- **Gösterilen metin**

- - - - -

Cehâletin panzehiri İslâm’dır. İslâm’dan gayrı tüm “cehâlet
ilaçları” yan-etkileriyle katlanmış olarak geri döner ve toplumları daha da
câhilleştirir. Zîrâ modernizm, lâiklik-sekülerizm üzerinden, Allah’tan kopuk bir
reçete ortaya koymaktadır. Âlim olan Allah hesâba katılmadan yapılacak olan her
“cehâlet-savar”, modern insanın elinde patlayacak ve insanlara daha fazla zarar
verecektir. Zîrâ vahiyden kopuk bir aydınlanma söz-konusu olamaz.
Çağımızda câhiliye, “kültürlü câhiliye”dir. Câhiliye sanki; “eskiden
hiç-bir şey bilinmiyormuş da, tam da şimdi bilinmeye başlamış” ve “her-şey en
ideâl hâline gelmiş” gibi davranarak, birilerinin bir zamanlar içtihad kapısını
kapattığı gibi, şimdi de “târihin sonu tezleri”ni ortaya koyuyor. Eskiden
bilinmeyen şey niye şimdi bilinmiş olsun ki?. Zaman mı bitti?. Allah’ın ilmi kesin
anlamda ne eski çağlarda, ne şimdiki devirde, ne de ileriki zamanlarda tam
olarak anlaşılabilir. Seyyid Kutup da: “Allah’ın
şeriatının hikmeti, herhangi bir dönemde bütünüyle anlaşılamaz” der. Yâni insanın “cehâlet”ten “mutlak anlamda”
kurtulması söz-konusu değildir ve zâten insan için bu bir rahmettir.
Bir şeyin câhilce değil de bilinçli olarak yapılıp-yapılmadığı,
onun İslâm-merkezli olması ve bu doğrultuda amele-eyleme dökülüp-dökülmediğine
bakarak anlaşılabilir. Amele-eyleme döküldüyse bilinçlidir. Aksi-hâlde
cehâlettir. Cehâletten kurtulmak; vahiy-merkezli bir bilgi-bilinç süreciyle aydınlanmak
ve sonra da İslâm-merkezli amel ve eylemler ortaya koyarak yâni sâlih ameller
işleyerek; İslâm’ı tebliğ ve dâvet ile yayarak, sonuçta da Allah’ın izni ile “emr-i
bil mâruf ve nehy-i anil münker” merkezli bir İslâm toplumu kurarak ve
nihâyetinde de İslâm’ı devlet ve medeniyet sürecine sokmaktır. Zîrâ İslâm ancak,
bilinçli mü’minlerin gayretiyle kurulacak güçlü bir devletin öncülüğünde
yaygınlaştırılıp hâkim olabilir ve insanlık cehâletten-zulümden ancak bu
vesîleyle kurtulabilir. Zâten Nûr Sûresi 35. âyette de denildiği gibi; ancak
bir İslâm Devleti yeryüzünde hâkim duruma geldiğinde, başta müslümanlar olmak
üzere tüm insanlar cehâletten gerçek anlamda kurtularak zulme-mazlûmiyete bir
son verilebilecektir:
“Allah,
içinizden îman edenlere ve sâlih amellerde bulunanlara va’detmiştir:
Hiç-şüphesiz onlardan öncekileri nasıl “güç ve iktidâr sâhibi” kıldıysa,
onları da yeryüzünde “güç ve iktidâr sâhibi” kılacak, kendileri için seçip
beğendiği dinlerini kendilerine yerleşik kılıp sağlamlaştıracak ve onları
korkularından sonra güvenliğe çevirecektir. Onlar, yalnızca bana ibâdet
ederler ve bana hiç-bir şeyi ortak koşmazlar. Kim bundan sonra inkâr ederse,
işte onlar fâsıktır” (Nûr 55).

- - - - -

- **Görev A**
Aşağıdaki ifadelerin cehalet metniyle uyuşup uyuşmadığını belirtin; her biri için evet ya da hayır deyip metindeki belirleyici sözleri alıntılayın. (i) Vahiyden kopuk bir aydınlanma mümkündür. (ii) Çağımızdaki câhiliye "kültürlü câhiliye"dir. (iii) İnsan cehaletten mutlak anlamda kurtulabilir.
- **Görev B**
Cehalet metnine göre bir şeyin câhilce değil de bilinçli olarak yapılıp yapılmadığı neye bakarak anlaşılır?
- **Görev C**
Lütfen cehalet metnini kaldığı yerden devam ettirin.

[Kaynak öğeler]
- - - - -

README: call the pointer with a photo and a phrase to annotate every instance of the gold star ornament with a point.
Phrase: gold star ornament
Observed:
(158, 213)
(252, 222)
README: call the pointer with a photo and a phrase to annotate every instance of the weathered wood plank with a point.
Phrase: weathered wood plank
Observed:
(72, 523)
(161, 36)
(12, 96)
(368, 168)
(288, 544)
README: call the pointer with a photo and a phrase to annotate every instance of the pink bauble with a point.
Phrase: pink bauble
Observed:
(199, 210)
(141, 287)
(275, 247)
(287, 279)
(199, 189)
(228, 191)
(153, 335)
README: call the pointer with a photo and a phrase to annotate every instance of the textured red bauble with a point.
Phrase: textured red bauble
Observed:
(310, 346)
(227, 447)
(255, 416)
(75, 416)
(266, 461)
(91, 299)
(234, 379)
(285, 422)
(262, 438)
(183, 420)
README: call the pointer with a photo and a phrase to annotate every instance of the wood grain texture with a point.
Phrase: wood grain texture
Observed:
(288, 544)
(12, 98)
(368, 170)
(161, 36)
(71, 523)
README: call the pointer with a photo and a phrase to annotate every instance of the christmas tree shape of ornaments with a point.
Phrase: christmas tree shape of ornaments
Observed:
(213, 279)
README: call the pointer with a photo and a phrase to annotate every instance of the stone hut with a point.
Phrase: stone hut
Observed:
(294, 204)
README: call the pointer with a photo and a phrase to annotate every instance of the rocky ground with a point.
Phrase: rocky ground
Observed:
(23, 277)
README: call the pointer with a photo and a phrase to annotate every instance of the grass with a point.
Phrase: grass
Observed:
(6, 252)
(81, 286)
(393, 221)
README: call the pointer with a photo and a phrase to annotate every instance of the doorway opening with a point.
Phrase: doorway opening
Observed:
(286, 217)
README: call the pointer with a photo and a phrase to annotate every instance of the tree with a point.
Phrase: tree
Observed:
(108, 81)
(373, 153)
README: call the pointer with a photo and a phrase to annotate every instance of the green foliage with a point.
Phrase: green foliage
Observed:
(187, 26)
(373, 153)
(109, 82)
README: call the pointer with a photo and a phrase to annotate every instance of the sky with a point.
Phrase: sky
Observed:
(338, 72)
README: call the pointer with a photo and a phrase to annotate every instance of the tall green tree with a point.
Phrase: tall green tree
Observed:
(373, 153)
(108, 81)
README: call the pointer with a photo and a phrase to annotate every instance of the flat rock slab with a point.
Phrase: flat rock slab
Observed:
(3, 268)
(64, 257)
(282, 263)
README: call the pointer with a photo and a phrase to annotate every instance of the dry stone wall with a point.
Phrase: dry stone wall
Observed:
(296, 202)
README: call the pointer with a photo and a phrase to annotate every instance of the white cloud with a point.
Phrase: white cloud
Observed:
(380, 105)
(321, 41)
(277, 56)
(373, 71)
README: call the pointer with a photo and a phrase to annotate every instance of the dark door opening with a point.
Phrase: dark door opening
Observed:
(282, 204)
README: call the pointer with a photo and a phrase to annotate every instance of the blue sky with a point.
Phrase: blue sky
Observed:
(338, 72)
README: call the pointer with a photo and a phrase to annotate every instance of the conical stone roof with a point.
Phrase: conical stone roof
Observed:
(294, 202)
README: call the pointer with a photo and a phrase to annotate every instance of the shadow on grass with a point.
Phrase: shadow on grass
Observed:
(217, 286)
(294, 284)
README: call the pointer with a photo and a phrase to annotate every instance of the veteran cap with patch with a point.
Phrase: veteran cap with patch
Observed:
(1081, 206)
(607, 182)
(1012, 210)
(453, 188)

- - - - -

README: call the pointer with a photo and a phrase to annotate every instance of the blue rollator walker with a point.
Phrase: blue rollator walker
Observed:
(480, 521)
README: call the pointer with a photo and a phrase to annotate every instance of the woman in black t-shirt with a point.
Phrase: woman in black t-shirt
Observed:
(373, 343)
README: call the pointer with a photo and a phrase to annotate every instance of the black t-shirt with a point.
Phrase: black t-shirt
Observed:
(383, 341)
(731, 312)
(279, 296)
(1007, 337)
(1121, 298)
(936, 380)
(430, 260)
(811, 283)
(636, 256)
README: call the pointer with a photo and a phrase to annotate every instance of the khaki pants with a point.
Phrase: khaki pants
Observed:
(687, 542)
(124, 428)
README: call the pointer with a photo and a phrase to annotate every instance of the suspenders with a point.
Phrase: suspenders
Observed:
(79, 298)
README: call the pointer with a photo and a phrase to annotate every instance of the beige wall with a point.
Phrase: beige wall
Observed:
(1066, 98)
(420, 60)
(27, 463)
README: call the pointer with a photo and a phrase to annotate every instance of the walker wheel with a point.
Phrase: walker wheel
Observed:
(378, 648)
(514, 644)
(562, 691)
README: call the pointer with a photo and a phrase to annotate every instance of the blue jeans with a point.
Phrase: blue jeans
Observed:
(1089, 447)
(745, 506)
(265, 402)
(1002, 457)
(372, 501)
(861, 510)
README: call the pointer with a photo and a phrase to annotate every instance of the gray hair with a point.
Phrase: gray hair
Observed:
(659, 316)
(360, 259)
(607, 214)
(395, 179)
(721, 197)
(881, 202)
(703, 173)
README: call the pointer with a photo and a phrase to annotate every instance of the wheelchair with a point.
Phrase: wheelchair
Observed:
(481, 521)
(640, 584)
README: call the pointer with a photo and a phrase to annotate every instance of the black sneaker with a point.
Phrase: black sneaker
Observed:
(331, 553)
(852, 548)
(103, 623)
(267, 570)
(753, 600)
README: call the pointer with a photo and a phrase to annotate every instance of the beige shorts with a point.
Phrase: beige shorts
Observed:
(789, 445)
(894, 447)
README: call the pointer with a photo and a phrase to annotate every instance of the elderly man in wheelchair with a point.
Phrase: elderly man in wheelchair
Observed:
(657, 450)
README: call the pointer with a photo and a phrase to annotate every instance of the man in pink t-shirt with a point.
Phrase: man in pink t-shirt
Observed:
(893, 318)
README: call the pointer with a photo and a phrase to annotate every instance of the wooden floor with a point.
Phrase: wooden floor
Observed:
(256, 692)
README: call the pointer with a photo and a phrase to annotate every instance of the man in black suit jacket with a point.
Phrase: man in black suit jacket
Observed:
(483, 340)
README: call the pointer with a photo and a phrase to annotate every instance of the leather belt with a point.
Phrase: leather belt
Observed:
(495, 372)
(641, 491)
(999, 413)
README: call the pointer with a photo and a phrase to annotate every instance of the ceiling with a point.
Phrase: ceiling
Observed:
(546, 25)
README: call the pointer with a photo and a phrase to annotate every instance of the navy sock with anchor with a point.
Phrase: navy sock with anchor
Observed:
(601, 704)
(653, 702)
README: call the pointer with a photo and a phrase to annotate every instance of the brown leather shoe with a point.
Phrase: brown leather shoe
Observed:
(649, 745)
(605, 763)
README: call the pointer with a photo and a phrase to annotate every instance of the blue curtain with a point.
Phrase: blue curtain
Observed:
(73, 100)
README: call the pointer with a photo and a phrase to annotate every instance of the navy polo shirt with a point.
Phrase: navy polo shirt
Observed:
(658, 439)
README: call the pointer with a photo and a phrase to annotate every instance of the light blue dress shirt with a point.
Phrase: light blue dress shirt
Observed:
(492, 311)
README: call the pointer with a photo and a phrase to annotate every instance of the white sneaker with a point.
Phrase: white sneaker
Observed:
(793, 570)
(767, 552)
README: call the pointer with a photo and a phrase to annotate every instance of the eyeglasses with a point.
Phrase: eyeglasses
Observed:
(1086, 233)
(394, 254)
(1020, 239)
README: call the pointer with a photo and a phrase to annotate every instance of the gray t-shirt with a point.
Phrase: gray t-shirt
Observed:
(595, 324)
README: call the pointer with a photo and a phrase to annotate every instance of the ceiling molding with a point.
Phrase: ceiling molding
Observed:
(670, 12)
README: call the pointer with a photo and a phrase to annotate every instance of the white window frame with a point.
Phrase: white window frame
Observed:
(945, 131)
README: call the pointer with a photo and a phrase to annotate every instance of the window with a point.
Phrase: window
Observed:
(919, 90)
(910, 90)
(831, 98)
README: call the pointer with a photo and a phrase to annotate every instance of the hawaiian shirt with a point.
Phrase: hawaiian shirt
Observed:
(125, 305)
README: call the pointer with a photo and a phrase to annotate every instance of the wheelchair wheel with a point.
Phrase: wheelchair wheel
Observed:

- - - - -

- **Görev sonucu A**
(i) Hayır: "vahiyden kopuk bir aydınlanma söz-konusu olamaz."
(ii) Evet: "Çağımızda câhiliye, “kültürlü câhiliye”dir."
(iii) Hayır: "Yâni insanın “cehâlet”ten “mutlak anlamda” kurtulması söz-konusu değildir"

- **Görev sonucu B**
İslâm-merkezli olup olmadığına ve bu doğrultuda amele-eyleme dökülüp dökülmediğine bakarak anlaşılır.

- **Görev sonucu C**
Modern zamanlarda insanları bilgilendirdiği ve
aydınlattığı iddiâ edilen medya ve iletişim araçları, aslında büyük oranda bir cehâlet
aracıdır. İnsanlar bu araçlarla kitleler hâlinde kandırılıp cehâlete düşürülebilmektedir.
Bu nedenle mü’minler bu konuda uyanık olmalı ve duydukları-gördükleri haberleri
sorgulamalı ve iyice düşünmelidirler. Kur’ân bu konuda bizi şu şekilde uyarır:
“Ey îman
edenler!; eğer bir fâsık, size bir haber getirirse, onu etraflıca araştırın.
Yoksa cehâlet sonucu, bir kavme kötülükte bulunursunuz da, sonra işlediklerinize
pişmân olursunuz” (Hucurât 6).
Birileri de “cehâletin mutluluk
olduğunu” söylüyor. Hayır!; cehâlet ahmaklıktan başka bir şey değildir. Bu
ahmaklıktan kurtulmadan insanlık selâmete çıkamayacaktır. Cehâletten kurtulmak demek, “entelektüel olmak” demek
de değildir; nice okuma-yazma bile bilmeyenler vardır ki “irfân” sâhibidirler.
Burada okuma-yazmayı kötülemiyoruz ve “bilgili-bilinçli aydınlanma”yı
öneriyoruz tabî ki ama, önemli olanın, eğitimin sonucundaki “güzel ahlâk”
olduğunu söylemek istiyoruz. Bilgi-bilinç ve ahlâk bütünlüğü, cehâletin en iyi
panzehiridir.
Modern-bilim, “pozitif bilim”dir ve maddî olmayanı
inkâr eder ve “maddî olandan başka hiç-bir şey bilinemez” der. Bu düşüncenin
sonu insanlık için olumlu sonuçlara yol açmadığından (meselâ 1. ve 2. Dünyâ
savaşları) ve nice zulümleri doğurduğundan, modern-bilimin bu önermesi bir
cehâlet îlanıdır.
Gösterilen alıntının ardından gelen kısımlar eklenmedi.